TO DO
Omitting all pictures, print the lines of the listing from the one containing "target: village" through the final line, both ends included, with no other text.

++++++++

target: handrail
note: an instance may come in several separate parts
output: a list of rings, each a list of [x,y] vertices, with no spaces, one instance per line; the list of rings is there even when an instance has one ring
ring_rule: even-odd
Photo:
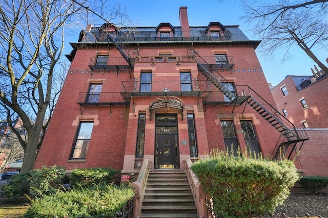
[[[135,189],[135,195],[133,198],[135,204],[133,208],[134,217],[141,217],[142,200],[145,196],[146,184],[148,180],[148,176],[151,169],[151,162],[149,159],[146,159],[144,160],[137,180],[131,183],[130,185]]]
[[[197,60],[197,61],[199,63],[204,63],[206,64],[210,65],[209,63],[208,63],[205,60],[205,59],[204,59],[201,56],[200,56],[199,55],[198,55],[198,54],[197,52],[196,52],[195,51],[194,51],[193,50],[192,51],[192,52],[193,53],[195,54],[196,55],[197,55],[196,56],[196,56],[196,59]],[[211,69],[212,71],[214,71],[214,72],[216,72],[216,73],[219,75],[219,76],[220,77],[220,78],[219,79],[220,80],[220,82],[223,82],[223,83],[228,83],[228,82],[229,82],[229,81],[228,80],[227,80],[227,79],[225,79],[225,78],[224,78],[224,77],[223,76],[222,76],[221,74],[220,74],[220,73],[218,71],[216,71],[215,70],[213,70],[213,69],[212,69],[212,68],[211,68]],[[210,75],[212,77],[216,78],[216,77],[214,77],[214,75],[212,73],[211,73]]]

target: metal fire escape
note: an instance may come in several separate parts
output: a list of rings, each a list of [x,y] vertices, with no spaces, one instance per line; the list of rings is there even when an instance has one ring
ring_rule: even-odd
[[[105,31],[106,29],[109,26],[111,26],[111,25],[104,25],[102,26],[102,29],[99,30]],[[129,63],[131,69],[133,69],[134,59],[132,58],[129,54],[125,52],[125,50],[127,49],[123,42],[124,40],[120,39],[117,35],[114,36],[111,34],[107,35],[109,39],[115,45],[122,56]],[[309,139],[306,132],[301,126],[296,127],[249,86],[243,86],[245,88],[244,88],[242,90],[235,94],[231,92],[224,85],[224,83],[226,80],[224,77],[215,70],[211,65],[207,63],[197,52],[193,50],[192,55],[195,56],[198,68],[200,69],[199,71],[231,101],[231,104],[241,105],[246,102],[280,133],[284,140],[282,142],[278,141],[272,155],[273,159],[279,158],[281,156],[282,153],[284,156],[287,156],[289,159],[293,152],[296,151],[297,143],[301,142],[301,146],[298,149],[299,151],[304,141]],[[233,65],[231,65],[230,66],[232,68]],[[212,72],[216,72],[220,76],[221,81],[213,75]],[[264,106],[264,104],[262,103],[263,102],[265,103],[266,107]]]
[[[236,94],[231,92],[224,85],[224,82],[227,81],[223,77],[213,69],[211,65],[206,63],[204,60],[196,52],[194,51],[194,53],[197,61],[198,67],[200,69],[199,71],[231,101],[231,105],[241,105],[246,102],[268,121],[271,126],[278,130],[281,134],[281,135],[284,138],[285,140],[283,140],[282,142],[280,142],[278,140],[278,143],[277,143],[274,153],[273,153],[273,159],[279,159],[281,157],[282,153],[283,153],[286,157],[288,157],[288,159],[290,159],[293,151],[296,151],[297,142],[301,142],[298,150],[300,150],[304,141],[309,139],[303,128],[295,127],[293,124],[284,117],[248,85],[242,86],[243,90],[238,91],[239,92]],[[218,79],[212,74],[214,72],[220,76],[220,80]],[[266,107],[263,105],[264,104],[262,103],[265,103]]]
[[[114,32],[115,34],[112,34],[108,33],[107,30],[109,28],[113,28],[115,30]],[[107,39],[114,44],[123,58],[124,58],[125,60],[128,62],[130,69],[133,69],[134,58],[132,58],[128,53],[126,53],[125,52],[125,51],[128,51],[128,50],[123,42],[124,40],[119,38],[119,34],[118,34],[118,32],[120,30],[118,29],[112,23],[108,23],[102,25],[98,28],[98,31],[100,32],[100,35],[106,35],[107,37],[108,37]]]

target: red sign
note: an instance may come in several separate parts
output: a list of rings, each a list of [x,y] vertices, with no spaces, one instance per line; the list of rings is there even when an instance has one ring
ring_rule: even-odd
[[[126,182],[129,180],[129,179],[130,179],[130,176],[126,175],[121,176],[121,182]]]

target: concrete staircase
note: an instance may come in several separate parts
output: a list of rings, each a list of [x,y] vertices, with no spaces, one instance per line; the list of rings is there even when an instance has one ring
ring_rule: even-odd
[[[185,173],[159,171],[150,173],[142,201],[141,218],[197,217]]]

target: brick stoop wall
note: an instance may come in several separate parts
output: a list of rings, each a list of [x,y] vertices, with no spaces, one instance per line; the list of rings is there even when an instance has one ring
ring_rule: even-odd
[[[307,129],[306,132],[309,140],[301,149],[296,166],[303,176],[328,177],[328,128]]]

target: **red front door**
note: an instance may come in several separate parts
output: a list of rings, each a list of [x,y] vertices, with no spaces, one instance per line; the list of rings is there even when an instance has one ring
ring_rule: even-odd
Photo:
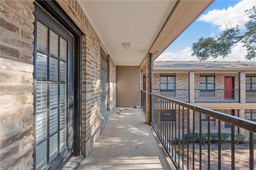
[[[146,76],[143,76],[143,90],[146,90]]]
[[[232,99],[234,90],[233,78],[225,77],[224,80],[224,96],[225,99]]]

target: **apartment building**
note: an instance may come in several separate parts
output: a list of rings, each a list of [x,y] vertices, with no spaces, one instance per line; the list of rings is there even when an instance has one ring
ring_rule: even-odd
[[[140,104],[140,68],[212,2],[1,0],[0,168],[88,155],[116,107]]]
[[[256,121],[256,62],[155,61],[153,87],[156,94]],[[169,113],[177,112],[171,108]],[[207,128],[208,117],[201,118]],[[196,112],[195,119],[198,127]],[[211,128],[217,129],[218,120],[210,121]],[[221,126],[231,127],[224,122]]]

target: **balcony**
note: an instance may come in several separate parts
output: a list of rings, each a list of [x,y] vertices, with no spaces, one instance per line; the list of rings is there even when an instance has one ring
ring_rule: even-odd
[[[141,93],[141,101],[146,101],[142,98],[145,92]],[[151,125],[177,169],[255,169],[256,122],[154,93],[150,96]],[[203,114],[208,118],[206,127]],[[218,120],[216,128],[211,128],[211,118]],[[228,129],[226,123],[230,125]],[[225,134],[230,135],[226,144]],[[245,145],[237,144],[241,137]]]
[[[256,102],[256,90],[246,90],[245,96],[246,103]]]
[[[182,102],[189,102],[189,89],[154,89],[154,93]]]
[[[195,89],[195,102],[239,102],[239,89]]]
[[[116,108],[78,169],[175,169],[145,119],[140,109]]]

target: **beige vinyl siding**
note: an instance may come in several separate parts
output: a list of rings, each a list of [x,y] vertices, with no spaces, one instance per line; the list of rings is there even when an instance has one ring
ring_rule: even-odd
[[[116,107],[139,105],[139,66],[116,66]]]

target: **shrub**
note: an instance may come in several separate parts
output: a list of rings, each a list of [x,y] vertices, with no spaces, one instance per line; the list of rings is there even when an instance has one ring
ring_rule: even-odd
[[[192,141],[192,138],[193,138],[193,134],[192,133],[190,133],[188,134],[188,134],[184,134],[184,143],[190,143]]]
[[[210,134],[211,142],[212,143],[218,143],[218,132],[211,133]]]
[[[221,135],[221,143],[226,143],[228,141],[228,139],[231,137],[231,133],[222,133]]]
[[[235,135],[235,143],[236,144],[244,143],[244,140],[246,137],[243,135],[236,134]]]

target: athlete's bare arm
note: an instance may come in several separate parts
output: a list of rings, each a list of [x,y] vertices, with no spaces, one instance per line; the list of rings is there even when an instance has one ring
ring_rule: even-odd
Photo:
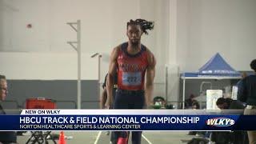
[[[145,85],[145,102],[146,106],[151,104],[151,98],[154,90],[154,78],[155,75],[156,60],[154,54],[147,49],[149,66],[146,72],[146,85]]]
[[[111,55],[110,55],[110,62],[109,66],[109,72],[107,75],[106,81],[106,92],[107,92],[107,100],[106,106],[111,106],[113,104],[113,86],[114,86],[114,77],[116,74],[118,62],[117,58],[119,50],[119,46],[114,48]]]

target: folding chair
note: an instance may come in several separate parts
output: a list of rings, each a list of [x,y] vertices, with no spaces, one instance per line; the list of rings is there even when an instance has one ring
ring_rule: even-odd
[[[26,100],[26,109],[56,109],[56,102],[44,98],[28,98]],[[44,142],[48,144],[48,140],[51,140],[54,144],[57,144],[50,133],[51,131],[32,131],[26,144],[30,142],[32,144],[42,144]]]

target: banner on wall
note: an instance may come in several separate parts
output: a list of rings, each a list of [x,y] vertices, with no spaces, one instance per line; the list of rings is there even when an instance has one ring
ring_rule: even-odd
[[[0,130],[256,130],[255,121],[238,111],[23,110],[0,115]]]

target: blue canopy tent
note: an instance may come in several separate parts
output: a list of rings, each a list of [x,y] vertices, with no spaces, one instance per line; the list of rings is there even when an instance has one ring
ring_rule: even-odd
[[[217,53],[198,72],[183,73],[181,78],[183,79],[182,101],[185,102],[186,79],[240,79],[241,75]],[[185,108],[184,103],[182,108]]]

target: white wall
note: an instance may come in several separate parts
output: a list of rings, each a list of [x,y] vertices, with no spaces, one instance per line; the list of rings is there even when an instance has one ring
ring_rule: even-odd
[[[178,63],[195,71],[214,54],[250,70],[256,54],[256,1],[178,1]]]
[[[81,78],[98,79],[98,59],[82,54]],[[75,80],[76,53],[1,52],[1,74],[8,79]]]
[[[164,95],[166,64],[177,70],[172,75],[195,71],[219,52],[235,70],[249,70],[256,53],[254,14],[254,0],[0,0],[0,51],[75,54],[66,42],[76,34],[66,23],[81,19],[82,50],[102,54],[102,82],[113,47],[127,40],[126,22],[154,21],[142,41],[158,62],[155,95]]]

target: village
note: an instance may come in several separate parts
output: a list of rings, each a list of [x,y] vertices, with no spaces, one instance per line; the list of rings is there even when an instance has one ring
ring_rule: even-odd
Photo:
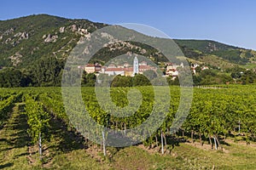
[[[191,65],[191,71],[193,74],[196,73],[196,67],[200,65],[197,64]],[[178,68],[183,68],[183,63],[180,65],[166,62],[164,67],[160,67],[160,69],[164,73],[163,76],[171,76],[172,79],[175,79],[178,76]],[[107,74],[108,76],[134,76],[135,74],[143,74],[146,71],[157,71],[156,66],[152,66],[148,65],[148,63],[144,60],[138,62],[137,57],[134,58],[133,65],[128,63],[125,63],[124,65],[115,65],[113,63],[108,65],[108,66],[102,66],[99,63],[95,64],[87,64],[84,67],[86,73],[95,73],[96,76],[99,74]],[[209,69],[207,66],[202,66],[201,70]]]

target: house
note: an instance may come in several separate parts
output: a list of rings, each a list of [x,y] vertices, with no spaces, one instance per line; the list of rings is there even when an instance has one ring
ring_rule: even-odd
[[[98,63],[87,64],[84,67],[84,71],[87,73],[100,72],[102,71],[102,65]]]

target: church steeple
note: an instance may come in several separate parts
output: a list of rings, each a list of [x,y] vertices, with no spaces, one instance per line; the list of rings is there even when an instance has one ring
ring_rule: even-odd
[[[133,76],[135,76],[135,74],[138,74],[138,60],[137,56],[135,56],[134,60],[133,60]]]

++++++++

TASK RESULT
target: village
note: an instance may come in several separate parts
output: a list of rings, each a list of [x,y] vertices, with no spaces, one instance per line; the list of rings is there even when an instance has one ring
ring_rule: even-odd
Photo:
[[[191,65],[191,71],[193,74],[196,73],[196,67],[200,65],[197,64]],[[178,68],[183,68],[183,63],[180,65],[166,62],[164,67],[160,67],[160,69],[164,73],[163,76],[171,76],[172,79],[175,79],[178,76]],[[107,74],[108,76],[134,76],[135,74],[143,74],[146,71],[157,71],[156,66],[152,66],[148,65],[148,63],[144,60],[138,62],[137,57],[134,58],[133,65],[128,63],[125,63],[124,65],[115,65],[113,63],[108,65],[108,66],[102,66],[99,63],[95,64],[87,64],[84,67],[86,73],[95,73],[96,76],[99,74]],[[209,69],[207,66],[202,66],[201,70]]]

target: house
note: an instance may come in several separate parts
output: a list of rings, each a list of [x,y] vertices, with no spaces, one instance per line; the list of rings is there even when an instance has one ring
ring_rule: even-odd
[[[98,63],[87,64],[84,67],[84,71],[87,73],[100,72],[102,71],[102,65]]]

target: church steeple
note: an instance may come in several separate parts
output: a list of rings, each a list of [x,y] vertices, with no spaces, one instance per line; the list of rings is there even when an instance has one ring
ring_rule: even-odd
[[[133,76],[135,76],[135,74],[138,74],[138,60],[137,56],[135,56],[134,60],[133,60]]]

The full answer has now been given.